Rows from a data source
● ● ● ●

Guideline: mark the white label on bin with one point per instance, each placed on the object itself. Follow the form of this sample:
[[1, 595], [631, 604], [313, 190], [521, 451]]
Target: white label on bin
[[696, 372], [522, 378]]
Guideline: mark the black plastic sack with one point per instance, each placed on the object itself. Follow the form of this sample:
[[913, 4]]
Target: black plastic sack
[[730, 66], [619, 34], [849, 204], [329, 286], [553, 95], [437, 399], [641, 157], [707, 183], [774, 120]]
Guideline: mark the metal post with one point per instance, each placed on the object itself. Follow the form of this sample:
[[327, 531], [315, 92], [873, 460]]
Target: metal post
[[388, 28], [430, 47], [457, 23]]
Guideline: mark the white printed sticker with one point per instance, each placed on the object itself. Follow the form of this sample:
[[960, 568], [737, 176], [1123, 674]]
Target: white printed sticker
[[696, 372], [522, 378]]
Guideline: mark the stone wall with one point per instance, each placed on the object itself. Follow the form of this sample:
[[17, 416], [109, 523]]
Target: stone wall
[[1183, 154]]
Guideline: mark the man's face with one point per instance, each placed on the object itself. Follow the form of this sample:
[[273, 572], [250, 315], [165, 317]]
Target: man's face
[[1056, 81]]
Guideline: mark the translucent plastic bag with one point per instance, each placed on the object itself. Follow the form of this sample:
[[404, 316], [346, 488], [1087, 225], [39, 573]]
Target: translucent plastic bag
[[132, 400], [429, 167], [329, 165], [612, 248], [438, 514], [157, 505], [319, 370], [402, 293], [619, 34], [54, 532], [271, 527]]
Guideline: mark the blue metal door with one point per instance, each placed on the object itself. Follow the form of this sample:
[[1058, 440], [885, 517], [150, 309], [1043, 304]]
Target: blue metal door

● ● ● ●

Please copy out every one of the rows above word for word, changing nothing.

Guideline: mark the white label on bin with one point per instance, each placed on the object itself. Follow the form of this sample:
[[1, 595], [631, 604], [313, 190], [521, 451]]
Target: white label on bin
[[696, 372], [522, 378]]
Guideline: mark the black plastic sack with one point per instance, each placed on the object itself. Follow the form of this sample:
[[913, 4]]
Target: black plastic sack
[[730, 66], [619, 34], [849, 204], [329, 286], [553, 95], [437, 399], [641, 157], [707, 183], [774, 120]]
Guideline: mark the metal post with one point per instance, each placed on the object itself. Follow the form of this sample:
[[327, 531], [315, 92], [873, 460]]
Target: metal post
[[388, 28], [430, 47], [457, 23]]
Guideline: mark the white printed sticker with one point per instance, each placed on the object itself. Follow the form of this sample:
[[960, 568], [737, 176], [1123, 674]]
Target: white printed sticker
[[696, 372], [522, 378]]
Guideline: mark the stone wall with one point per instance, each placed on the object itself. Follow the form of this sample:
[[17, 416], [109, 523]]
Target: stone wall
[[1183, 154]]
Guideline: mark the man's face with one point per instance, each placed on the object itself. Follow the form of this sample:
[[273, 572], [250, 315], [165, 317]]
Target: man's face
[[1056, 81]]
Guideline: mark the translucent plastic bag with one point per instance, each placed on the object itself. Follow the form of this sample:
[[404, 316], [346, 488], [1087, 225], [39, 573]]
Target: translucent plastic bag
[[132, 400], [429, 167], [329, 165], [612, 248], [438, 514], [157, 505], [319, 370], [402, 293], [619, 34], [54, 532], [271, 527]]
Guideline: mark the blue metal door with one point per instance, each placed on the object itself. Follow the form of this sample:
[[1058, 440], [885, 517], [150, 309], [1043, 304]]
Target: blue metal door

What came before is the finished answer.